Elin
Super Noob - Help w/ Hunger
I am very new to this game and having a difficult time. This is shaping up to be very cool, It is absolutely one of those games that i see myself playing 1000 hours.

I prefer this style of graphics and map interface over the 3d open map. If i can only get over the initial hurdle of securing enough food.

I scavage around the various berries and tufts once the house is complete. This tides me over until i can craft a few key pieces of equipment and start searching the map around the initial basecamp.

The drop rate of meat and other usable food stuffs seams to be rather low. I search a nest or slay a fuzzy beast and have (1 in 5) chance of securing some foodstuffs.

It is puting a damper on my mood as it is beginning to feel like the focus on hunger is a bit extreme. Combine that with having to feed your companion and shoot... im about ready to let the little Girl repeatedly die from hunger and focus on myself for the early game.

Are there any super sound ways to begin generating a passive food supply early on? If not what are the most efficient ways to gather food early on? I tried fishing, but it also has an abysmal return rate early on. I feel like i am doing something wrong.
Écrit par Akameka:
you can forage for mushrooms/berries/crimberries in every world tile by pressing enter and exploring, so you shoudln't STARVE. You can also spend bronze coins from some quests to get a good meal in Inns.

That being said, Elona/Elin place a big emphasis on 'good' food as a way of character growth, so you won't be able to just stay like that. You'll need to learn how to cook, by exploring towns and finding the trainer who teach it, so you can turn the food you find in good ingredients that increase your stat growth.

For that, you'll need platinum coin, which you earn by doing quests in towns. best early bet is to go to Yowin (small farmin village near the start) and do the easiest harvest quests. Equip your axe and focus on big harvests and that should work, even without the harvest skill.
+++++
- _JOBS_:
- 1) Repeat everything in the Elin hunger thread from "I scavage around" down to "the initial basecamp.".
- 2) In the Elin hunger thread, which village does the reply recommend visiting for the easiest harvest quests?
- 3) Carry the Elin hunger thread on from where it stops.
The material that comes after the Elin hunger thread isn't needed for anything here.

- _RAW DATA_:
+++++
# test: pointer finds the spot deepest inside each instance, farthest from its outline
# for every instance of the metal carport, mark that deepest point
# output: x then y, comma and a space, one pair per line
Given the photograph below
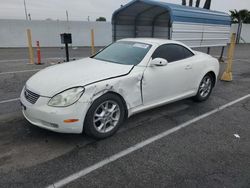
+++++
- _RESULTS IN ORDER_:
- 1)
I scavage around the various berries and tufts once the house is complete. This tides me over until i can craft a few key pieces of equipment and start searching the map around the initial basecamp.

- 2) Yowin

- 3)
You can also do Kill quests at that point if you're a close quarter fighter, that shouldn't be too hard yet.

Once you get 5 platinum, buy the harvest perk in Yowin, cause farming will be tighly tied to your stat growth because it's a big food source. Now, harvest quests will be easier and will also train your stats. Might be usefull to equip a sickle to get seeds for your home.
Farm until you get 5 more platinum and head for Palma to get the cooking skill( I think it's there but I am not sure anymore ).

You can skip thoses parts if your character already have the relevant skills.

Basically, food increase stats by consuming your 'potential' (which recover from various rare ways but also slightly every time you sleep, preferentially in a good bed). Once your potential gets to 'hopeless', your stat growth will vastely diminish.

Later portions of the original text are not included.